What is being asked:
Can you copy out the stretch of data from the line containing "Put a dot on each instance of the castle turret" through the end, shifting every coordinate by adding 49 to each number and leaving all other text unchanged?

Material provided:
= = = =

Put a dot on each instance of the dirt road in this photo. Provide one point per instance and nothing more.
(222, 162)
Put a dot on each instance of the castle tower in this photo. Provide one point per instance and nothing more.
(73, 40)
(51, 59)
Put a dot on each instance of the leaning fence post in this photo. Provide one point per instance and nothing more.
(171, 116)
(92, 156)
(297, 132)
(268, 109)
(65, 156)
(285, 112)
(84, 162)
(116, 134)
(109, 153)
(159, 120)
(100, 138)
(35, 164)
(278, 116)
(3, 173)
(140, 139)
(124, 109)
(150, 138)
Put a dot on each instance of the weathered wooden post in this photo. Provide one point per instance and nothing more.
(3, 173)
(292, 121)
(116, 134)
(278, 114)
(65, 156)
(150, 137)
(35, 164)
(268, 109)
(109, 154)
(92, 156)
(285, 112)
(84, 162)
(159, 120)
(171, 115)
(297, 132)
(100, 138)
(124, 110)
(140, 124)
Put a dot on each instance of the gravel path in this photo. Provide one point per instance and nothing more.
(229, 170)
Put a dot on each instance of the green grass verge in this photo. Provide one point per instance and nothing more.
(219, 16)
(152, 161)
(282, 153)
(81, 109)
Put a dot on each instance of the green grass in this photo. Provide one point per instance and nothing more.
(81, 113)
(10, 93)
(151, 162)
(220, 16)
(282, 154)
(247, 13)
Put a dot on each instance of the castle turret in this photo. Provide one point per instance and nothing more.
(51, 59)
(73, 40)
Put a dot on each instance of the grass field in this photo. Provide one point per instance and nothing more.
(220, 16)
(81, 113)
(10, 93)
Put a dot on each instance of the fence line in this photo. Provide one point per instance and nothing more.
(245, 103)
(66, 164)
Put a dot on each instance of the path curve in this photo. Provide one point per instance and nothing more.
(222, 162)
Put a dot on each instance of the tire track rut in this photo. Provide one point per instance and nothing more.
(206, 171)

= = = =

Answer to this problem:
Put a dot on each instance of the castle turret in this photo. Provide one point per instance and nothing more.
(100, 108)
(122, 89)
Put a dot on each instance of the grass field in this photo. Provide one point per instance and nothing more.
(269, 65)
(130, 162)
(59, 142)
Put a dot on each instance of the fence line in this photo. Provide one point per instance and nothing more.
(294, 152)
(115, 213)
Put a dot on each instance of the path curve in this photo. Provide one point per instance and nothing more.
(271, 211)
Put a dot on each instance of the tire track rut in this photo. Provide one point per instance and nothing more.
(255, 220)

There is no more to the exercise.